## Start Dataset extract

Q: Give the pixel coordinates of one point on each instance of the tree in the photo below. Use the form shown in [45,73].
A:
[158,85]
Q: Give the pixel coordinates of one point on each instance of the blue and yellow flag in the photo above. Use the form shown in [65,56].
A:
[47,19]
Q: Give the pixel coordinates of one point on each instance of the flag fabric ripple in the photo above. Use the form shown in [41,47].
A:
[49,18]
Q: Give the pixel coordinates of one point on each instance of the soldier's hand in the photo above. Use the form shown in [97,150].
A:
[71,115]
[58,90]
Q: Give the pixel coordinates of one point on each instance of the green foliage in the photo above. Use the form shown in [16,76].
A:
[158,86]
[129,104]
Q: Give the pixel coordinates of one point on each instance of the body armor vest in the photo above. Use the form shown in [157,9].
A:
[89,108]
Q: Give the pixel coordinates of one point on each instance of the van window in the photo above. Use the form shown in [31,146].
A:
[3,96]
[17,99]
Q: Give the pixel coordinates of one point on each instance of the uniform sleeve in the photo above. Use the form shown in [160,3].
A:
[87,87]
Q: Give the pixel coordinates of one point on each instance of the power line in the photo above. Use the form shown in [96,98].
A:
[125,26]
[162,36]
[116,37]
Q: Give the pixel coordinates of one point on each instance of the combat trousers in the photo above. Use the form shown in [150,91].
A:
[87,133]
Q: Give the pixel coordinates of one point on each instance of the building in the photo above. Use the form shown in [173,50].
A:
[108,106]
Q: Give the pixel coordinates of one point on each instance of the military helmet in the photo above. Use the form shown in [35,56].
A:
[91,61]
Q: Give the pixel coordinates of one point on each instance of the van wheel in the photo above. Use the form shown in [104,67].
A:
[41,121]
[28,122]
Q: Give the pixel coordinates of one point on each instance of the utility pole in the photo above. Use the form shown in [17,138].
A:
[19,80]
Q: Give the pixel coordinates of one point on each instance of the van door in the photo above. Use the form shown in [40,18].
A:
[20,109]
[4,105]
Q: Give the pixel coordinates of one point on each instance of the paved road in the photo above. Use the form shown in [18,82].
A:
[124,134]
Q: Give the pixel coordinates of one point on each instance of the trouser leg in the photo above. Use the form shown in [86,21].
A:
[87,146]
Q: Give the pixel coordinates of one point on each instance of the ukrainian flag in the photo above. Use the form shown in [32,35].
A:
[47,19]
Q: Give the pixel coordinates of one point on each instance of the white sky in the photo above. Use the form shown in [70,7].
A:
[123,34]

## End Dataset extract
## Start Dataset extract

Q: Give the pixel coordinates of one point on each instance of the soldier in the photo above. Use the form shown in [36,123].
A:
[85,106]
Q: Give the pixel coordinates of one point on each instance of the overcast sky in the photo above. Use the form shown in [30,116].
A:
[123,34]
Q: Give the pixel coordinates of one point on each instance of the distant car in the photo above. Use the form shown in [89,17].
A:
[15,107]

## End Dataset extract
## Start Dataset extract

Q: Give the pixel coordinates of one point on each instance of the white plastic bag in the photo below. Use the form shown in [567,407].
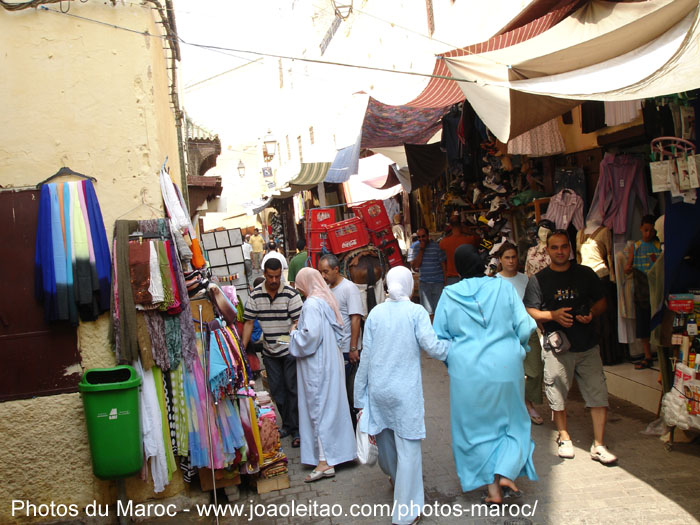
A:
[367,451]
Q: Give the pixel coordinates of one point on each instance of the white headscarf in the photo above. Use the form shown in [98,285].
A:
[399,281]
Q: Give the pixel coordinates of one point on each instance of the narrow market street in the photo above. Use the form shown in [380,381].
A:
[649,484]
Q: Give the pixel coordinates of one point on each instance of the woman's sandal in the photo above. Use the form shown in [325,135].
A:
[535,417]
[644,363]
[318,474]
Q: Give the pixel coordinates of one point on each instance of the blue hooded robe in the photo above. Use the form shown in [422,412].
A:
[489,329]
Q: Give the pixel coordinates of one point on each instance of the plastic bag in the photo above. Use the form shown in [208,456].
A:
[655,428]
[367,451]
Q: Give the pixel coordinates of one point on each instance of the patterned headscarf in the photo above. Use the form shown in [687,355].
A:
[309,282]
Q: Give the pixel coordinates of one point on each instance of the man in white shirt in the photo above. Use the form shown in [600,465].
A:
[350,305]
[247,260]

## End Dataset extract

Exercise >> Pull out each line of the data above that contains the word "below", copying every such line in full. Case counts, so only matches with the same capitalization qualify.

Exercise solution >>
Q: Give the pixel coordinates of one point on each instance of the tree in the photo below. Use the form shown in [45,73].
Q: Give the pixel coordinates of one point on each instance of the white plastic bag in the photo below. Use the form shown in [567,407].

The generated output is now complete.